The exercise :: Rewrite the records starting with the line containing "such as [420,375]." and going on through the end of the records, swapping "Category" for "Class" and leaving everything else unchanged.

— START Data shown —

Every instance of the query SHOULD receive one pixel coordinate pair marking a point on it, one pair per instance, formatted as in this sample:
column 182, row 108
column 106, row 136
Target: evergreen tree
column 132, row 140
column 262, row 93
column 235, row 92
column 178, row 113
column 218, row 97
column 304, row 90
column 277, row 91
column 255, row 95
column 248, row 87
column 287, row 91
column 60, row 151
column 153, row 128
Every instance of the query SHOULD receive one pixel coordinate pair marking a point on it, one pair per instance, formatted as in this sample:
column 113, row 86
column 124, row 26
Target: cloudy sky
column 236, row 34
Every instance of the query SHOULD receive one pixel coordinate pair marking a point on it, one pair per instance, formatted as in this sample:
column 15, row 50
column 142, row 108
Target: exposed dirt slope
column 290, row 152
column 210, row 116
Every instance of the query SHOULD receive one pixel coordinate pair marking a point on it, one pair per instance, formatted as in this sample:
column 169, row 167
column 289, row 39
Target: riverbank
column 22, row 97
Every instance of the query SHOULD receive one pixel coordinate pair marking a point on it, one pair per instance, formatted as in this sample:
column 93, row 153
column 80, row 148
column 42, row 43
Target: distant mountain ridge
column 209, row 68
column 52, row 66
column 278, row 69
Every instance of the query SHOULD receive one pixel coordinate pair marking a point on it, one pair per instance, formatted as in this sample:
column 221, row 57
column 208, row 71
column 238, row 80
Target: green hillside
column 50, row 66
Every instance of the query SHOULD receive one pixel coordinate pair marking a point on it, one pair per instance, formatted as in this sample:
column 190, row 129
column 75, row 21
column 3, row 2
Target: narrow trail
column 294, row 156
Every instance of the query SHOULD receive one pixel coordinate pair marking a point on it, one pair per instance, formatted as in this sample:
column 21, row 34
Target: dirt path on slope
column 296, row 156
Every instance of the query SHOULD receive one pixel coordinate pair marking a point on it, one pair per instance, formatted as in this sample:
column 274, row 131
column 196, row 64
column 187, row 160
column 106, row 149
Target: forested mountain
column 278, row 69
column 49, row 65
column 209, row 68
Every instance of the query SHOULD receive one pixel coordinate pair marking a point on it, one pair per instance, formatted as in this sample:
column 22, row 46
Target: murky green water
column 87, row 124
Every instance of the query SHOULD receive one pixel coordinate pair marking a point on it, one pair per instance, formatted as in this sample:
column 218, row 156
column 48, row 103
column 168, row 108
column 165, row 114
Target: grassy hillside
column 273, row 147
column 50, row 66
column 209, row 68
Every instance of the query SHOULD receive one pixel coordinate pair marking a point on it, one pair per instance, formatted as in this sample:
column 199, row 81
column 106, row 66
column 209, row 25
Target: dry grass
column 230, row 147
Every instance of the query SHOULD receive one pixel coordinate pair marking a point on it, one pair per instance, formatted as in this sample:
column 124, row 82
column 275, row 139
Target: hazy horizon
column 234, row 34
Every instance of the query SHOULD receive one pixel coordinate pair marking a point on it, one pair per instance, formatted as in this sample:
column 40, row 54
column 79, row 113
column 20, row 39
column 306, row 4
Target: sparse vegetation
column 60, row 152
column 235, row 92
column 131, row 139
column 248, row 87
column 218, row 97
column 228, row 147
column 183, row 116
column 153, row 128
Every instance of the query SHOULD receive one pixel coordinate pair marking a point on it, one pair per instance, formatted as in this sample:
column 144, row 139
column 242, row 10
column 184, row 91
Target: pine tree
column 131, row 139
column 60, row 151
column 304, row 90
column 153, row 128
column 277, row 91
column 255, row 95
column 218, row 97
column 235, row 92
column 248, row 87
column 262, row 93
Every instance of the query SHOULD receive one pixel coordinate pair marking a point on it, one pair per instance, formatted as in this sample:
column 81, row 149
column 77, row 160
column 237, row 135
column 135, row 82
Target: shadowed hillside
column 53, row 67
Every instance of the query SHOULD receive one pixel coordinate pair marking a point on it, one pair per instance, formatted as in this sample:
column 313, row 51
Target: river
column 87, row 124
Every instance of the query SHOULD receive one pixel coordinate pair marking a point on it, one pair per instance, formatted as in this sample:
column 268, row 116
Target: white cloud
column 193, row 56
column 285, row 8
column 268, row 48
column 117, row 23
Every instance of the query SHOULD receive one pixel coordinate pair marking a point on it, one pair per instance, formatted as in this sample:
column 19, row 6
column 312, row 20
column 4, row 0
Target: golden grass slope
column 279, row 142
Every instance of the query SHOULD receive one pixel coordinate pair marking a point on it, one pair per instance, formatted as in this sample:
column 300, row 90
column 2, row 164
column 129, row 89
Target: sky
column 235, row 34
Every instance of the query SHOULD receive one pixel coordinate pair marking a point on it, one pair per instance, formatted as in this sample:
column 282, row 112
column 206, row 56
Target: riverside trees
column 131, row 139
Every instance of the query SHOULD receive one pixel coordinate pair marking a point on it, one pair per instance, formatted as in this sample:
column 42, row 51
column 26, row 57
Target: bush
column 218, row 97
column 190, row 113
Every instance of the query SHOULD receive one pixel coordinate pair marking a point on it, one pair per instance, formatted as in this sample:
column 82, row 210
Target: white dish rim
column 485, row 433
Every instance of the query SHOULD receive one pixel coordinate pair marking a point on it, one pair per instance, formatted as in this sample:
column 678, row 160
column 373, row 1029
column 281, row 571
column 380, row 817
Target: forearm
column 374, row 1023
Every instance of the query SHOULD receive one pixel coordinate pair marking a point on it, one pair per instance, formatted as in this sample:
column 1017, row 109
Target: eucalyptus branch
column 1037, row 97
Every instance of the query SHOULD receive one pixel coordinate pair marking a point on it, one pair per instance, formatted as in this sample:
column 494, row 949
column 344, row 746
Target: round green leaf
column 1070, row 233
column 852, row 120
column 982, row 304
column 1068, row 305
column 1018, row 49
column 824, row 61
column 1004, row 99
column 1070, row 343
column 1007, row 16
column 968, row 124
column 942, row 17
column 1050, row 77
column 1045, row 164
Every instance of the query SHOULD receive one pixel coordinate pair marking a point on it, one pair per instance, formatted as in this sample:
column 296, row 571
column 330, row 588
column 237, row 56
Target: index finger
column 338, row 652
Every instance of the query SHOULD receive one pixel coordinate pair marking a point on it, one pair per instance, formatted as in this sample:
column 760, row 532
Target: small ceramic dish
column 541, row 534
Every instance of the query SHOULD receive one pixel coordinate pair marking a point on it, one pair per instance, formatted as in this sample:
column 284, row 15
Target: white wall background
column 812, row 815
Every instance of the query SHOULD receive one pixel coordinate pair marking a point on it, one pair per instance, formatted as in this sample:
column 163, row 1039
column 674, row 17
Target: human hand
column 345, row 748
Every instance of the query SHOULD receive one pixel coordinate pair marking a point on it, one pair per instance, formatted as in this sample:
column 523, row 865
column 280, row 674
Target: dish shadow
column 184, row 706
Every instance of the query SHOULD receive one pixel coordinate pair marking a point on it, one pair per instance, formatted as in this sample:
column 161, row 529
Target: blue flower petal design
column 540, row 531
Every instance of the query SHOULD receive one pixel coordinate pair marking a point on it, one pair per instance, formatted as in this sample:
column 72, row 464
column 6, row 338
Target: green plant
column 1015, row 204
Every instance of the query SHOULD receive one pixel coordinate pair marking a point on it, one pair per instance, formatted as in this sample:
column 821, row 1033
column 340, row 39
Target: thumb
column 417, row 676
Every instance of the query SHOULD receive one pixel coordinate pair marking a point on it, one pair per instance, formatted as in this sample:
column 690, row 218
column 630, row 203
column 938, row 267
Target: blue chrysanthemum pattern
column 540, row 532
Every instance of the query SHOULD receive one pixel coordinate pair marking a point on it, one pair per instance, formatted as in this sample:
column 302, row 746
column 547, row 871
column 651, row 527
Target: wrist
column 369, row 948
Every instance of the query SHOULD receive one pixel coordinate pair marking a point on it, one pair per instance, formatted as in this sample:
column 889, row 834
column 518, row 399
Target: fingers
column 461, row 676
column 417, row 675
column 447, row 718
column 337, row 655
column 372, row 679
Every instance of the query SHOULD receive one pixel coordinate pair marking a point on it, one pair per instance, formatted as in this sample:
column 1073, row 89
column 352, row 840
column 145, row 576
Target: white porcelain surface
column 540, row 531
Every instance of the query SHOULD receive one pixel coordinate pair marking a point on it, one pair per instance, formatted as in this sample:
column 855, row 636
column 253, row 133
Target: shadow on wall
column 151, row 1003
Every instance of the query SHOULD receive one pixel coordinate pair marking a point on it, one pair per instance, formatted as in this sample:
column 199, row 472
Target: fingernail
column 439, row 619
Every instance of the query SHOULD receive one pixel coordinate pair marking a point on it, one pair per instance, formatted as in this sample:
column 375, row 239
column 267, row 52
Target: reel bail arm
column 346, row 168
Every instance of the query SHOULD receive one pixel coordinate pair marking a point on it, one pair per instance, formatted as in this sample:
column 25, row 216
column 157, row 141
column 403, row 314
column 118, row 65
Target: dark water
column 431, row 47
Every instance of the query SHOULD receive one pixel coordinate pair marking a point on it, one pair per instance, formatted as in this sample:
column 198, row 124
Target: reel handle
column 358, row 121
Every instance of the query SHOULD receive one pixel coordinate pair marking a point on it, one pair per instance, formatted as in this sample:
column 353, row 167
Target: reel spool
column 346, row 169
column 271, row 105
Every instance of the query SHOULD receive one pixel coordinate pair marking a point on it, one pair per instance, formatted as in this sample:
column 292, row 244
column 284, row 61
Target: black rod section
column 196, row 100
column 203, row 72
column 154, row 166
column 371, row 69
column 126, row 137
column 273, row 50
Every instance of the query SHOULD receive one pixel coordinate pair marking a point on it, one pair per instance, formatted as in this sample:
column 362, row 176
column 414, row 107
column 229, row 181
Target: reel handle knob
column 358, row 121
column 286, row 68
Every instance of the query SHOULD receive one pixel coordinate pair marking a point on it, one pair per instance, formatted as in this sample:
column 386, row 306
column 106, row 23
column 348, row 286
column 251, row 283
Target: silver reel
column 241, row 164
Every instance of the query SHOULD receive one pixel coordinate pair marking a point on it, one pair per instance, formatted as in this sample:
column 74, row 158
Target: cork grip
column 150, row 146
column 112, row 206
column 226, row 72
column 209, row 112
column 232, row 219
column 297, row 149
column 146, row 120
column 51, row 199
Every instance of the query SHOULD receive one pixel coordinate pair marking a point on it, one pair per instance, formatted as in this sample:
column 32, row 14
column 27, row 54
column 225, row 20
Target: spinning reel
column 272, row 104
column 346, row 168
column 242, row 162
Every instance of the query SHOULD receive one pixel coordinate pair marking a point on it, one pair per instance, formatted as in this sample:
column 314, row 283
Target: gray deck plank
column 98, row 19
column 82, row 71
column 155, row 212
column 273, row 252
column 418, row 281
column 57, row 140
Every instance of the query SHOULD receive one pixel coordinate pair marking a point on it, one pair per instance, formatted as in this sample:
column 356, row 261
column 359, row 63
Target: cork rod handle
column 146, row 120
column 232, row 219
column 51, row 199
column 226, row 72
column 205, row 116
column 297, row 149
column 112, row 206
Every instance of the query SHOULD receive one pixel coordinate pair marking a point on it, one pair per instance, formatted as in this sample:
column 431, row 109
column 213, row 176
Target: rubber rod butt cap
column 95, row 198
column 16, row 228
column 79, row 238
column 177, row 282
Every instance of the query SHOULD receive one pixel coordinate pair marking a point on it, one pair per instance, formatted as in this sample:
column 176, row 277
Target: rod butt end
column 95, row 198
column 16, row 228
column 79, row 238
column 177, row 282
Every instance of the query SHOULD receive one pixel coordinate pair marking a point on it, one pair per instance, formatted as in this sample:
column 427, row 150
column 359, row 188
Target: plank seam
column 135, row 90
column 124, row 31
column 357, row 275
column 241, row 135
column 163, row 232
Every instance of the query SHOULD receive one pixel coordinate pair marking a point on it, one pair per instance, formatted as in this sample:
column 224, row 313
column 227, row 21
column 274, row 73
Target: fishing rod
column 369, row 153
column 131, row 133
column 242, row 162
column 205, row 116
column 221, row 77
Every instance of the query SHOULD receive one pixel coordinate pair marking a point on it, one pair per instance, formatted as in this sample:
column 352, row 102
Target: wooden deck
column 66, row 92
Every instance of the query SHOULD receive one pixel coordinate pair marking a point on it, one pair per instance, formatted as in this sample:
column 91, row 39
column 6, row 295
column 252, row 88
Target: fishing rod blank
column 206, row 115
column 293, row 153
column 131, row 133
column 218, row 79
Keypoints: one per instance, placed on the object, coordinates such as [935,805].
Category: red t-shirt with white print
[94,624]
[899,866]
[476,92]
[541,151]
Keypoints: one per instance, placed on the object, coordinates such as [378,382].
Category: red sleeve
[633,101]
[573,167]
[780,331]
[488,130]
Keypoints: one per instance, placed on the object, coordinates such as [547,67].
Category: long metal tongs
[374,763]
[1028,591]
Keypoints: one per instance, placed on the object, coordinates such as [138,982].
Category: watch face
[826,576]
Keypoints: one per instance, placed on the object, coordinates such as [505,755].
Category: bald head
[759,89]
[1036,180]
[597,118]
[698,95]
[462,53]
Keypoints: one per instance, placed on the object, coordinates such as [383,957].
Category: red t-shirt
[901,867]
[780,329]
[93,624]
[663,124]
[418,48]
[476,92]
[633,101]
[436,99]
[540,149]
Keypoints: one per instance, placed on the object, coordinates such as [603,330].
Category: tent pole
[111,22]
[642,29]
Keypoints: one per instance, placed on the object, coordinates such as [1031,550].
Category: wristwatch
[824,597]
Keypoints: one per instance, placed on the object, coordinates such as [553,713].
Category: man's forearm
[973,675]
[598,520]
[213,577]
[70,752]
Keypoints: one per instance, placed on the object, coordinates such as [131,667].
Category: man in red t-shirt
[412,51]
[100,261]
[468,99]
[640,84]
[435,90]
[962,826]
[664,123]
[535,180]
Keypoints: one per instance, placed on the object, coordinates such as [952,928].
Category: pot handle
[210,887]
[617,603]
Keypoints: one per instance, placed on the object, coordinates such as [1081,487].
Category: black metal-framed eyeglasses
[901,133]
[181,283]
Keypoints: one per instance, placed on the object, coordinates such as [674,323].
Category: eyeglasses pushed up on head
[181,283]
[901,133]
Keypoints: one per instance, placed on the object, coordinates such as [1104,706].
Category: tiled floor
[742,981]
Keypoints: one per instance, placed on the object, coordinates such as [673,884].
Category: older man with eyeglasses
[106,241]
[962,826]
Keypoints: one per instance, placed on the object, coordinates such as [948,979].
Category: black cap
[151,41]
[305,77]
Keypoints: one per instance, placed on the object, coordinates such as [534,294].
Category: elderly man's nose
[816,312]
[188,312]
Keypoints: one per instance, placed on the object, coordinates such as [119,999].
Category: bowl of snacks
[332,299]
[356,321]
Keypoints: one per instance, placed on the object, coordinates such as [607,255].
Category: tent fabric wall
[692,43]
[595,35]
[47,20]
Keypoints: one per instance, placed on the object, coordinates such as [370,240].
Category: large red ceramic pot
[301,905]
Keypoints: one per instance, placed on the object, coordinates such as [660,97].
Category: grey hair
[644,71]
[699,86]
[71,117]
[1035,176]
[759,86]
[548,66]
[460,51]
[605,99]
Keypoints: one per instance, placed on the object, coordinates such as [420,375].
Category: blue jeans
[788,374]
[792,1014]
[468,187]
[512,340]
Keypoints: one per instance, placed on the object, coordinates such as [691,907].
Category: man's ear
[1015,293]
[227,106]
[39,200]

— END Data shown —

Result ::
Keypoints: one per instance, placed on the object, coordinates such as [420,375].
Class: blue jeans
[788,374]
[792,1014]
[468,187]
[512,340]
Keypoints: one per instance, placed on the object, coordinates such as [691,907].
Class: man's ear
[1015,293]
[227,106]
[39,200]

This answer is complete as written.